• **Data provided**:

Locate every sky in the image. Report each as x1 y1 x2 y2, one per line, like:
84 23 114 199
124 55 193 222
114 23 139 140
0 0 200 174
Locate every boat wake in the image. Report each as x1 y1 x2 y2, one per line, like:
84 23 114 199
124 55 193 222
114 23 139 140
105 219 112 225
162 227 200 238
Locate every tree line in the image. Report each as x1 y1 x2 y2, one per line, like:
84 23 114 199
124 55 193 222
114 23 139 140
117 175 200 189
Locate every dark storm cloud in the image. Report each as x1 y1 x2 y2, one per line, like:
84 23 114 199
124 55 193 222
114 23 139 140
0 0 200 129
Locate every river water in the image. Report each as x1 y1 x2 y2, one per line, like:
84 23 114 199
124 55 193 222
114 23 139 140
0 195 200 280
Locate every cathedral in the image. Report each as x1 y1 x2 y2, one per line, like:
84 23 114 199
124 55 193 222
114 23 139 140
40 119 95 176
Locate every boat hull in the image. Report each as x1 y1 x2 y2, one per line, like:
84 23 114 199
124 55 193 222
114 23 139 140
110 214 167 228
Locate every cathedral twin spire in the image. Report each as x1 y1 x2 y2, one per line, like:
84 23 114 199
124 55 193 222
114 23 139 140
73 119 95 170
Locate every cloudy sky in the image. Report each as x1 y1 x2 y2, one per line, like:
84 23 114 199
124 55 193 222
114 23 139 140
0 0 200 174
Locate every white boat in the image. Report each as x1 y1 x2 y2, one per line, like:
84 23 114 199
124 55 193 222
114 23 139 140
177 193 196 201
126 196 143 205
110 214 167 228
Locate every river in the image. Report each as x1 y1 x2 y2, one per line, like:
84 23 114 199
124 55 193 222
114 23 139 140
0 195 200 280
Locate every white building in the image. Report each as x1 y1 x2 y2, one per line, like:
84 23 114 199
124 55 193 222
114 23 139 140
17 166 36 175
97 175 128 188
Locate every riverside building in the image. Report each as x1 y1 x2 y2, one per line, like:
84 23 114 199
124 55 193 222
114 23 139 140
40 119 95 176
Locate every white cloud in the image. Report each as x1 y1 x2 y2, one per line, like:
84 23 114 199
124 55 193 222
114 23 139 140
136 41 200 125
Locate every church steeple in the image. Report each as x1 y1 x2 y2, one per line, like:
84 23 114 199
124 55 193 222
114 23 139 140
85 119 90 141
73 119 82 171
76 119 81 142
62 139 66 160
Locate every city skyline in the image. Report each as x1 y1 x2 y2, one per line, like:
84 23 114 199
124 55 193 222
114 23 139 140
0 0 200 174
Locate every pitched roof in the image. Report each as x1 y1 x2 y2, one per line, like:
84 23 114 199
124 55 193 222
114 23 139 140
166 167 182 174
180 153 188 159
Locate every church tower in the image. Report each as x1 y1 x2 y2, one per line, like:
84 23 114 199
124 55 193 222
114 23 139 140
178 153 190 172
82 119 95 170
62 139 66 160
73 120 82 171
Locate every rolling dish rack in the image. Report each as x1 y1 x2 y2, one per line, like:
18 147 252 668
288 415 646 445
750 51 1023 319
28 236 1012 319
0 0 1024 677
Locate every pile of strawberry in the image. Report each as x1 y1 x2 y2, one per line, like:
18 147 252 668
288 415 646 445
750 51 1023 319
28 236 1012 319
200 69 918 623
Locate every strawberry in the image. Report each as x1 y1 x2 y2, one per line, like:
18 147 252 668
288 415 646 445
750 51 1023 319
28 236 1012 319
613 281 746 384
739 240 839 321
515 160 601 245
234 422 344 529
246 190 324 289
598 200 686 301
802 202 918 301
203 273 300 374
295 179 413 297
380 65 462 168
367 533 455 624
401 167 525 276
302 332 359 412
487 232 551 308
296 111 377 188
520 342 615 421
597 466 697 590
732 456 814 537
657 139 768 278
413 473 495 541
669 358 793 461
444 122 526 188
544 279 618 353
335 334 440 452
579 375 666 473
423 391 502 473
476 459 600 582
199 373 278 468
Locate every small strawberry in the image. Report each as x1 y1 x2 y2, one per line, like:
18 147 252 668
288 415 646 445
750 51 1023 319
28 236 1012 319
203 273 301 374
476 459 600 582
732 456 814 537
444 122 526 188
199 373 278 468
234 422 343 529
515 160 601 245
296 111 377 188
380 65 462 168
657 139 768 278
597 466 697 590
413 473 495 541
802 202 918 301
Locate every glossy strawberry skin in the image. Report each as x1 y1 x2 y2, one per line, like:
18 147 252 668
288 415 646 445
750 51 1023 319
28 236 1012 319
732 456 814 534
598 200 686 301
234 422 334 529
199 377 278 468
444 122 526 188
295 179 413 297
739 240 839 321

• **Your goal**:
Reproduce verbatim the part of the entries that opens with the line containing "Locate every city" and closes with the line containing "200 69 918 623", both lines included.

• **The completed task**:
Locate every city skyline in the image. Report each as x1 y1 x2 y2, one per line, like:
84 23 114 199
124 55 193 222
114 23 139 140
0 0 200 174
Locate every pitched roof in the image. Report each as x1 y1 x2 y2, one per line, like:
84 23 114 199
124 55 193 222
114 23 139 140
166 167 182 174
180 153 188 159
Locate every church tower in the image. Report each as x1 y1 x2 y2, one per line, like:
84 23 114 199
124 55 193 222
114 23 139 140
178 153 190 172
82 119 95 170
62 139 66 160
73 120 82 171
Locate every rolling dish rack in the image. Report each as x1 y1 x2 y2, one per line, like:
18 147 252 668
288 415 646 445
750 51 1023 319
28 236 1012 319
0 0 1024 677
Locate every pile of strawberry in the image. Report each as x1 y1 x2 y2, one per line, like:
18 147 252 668
288 415 646 445
750 51 1023 319
28 236 1012 319
200 69 918 623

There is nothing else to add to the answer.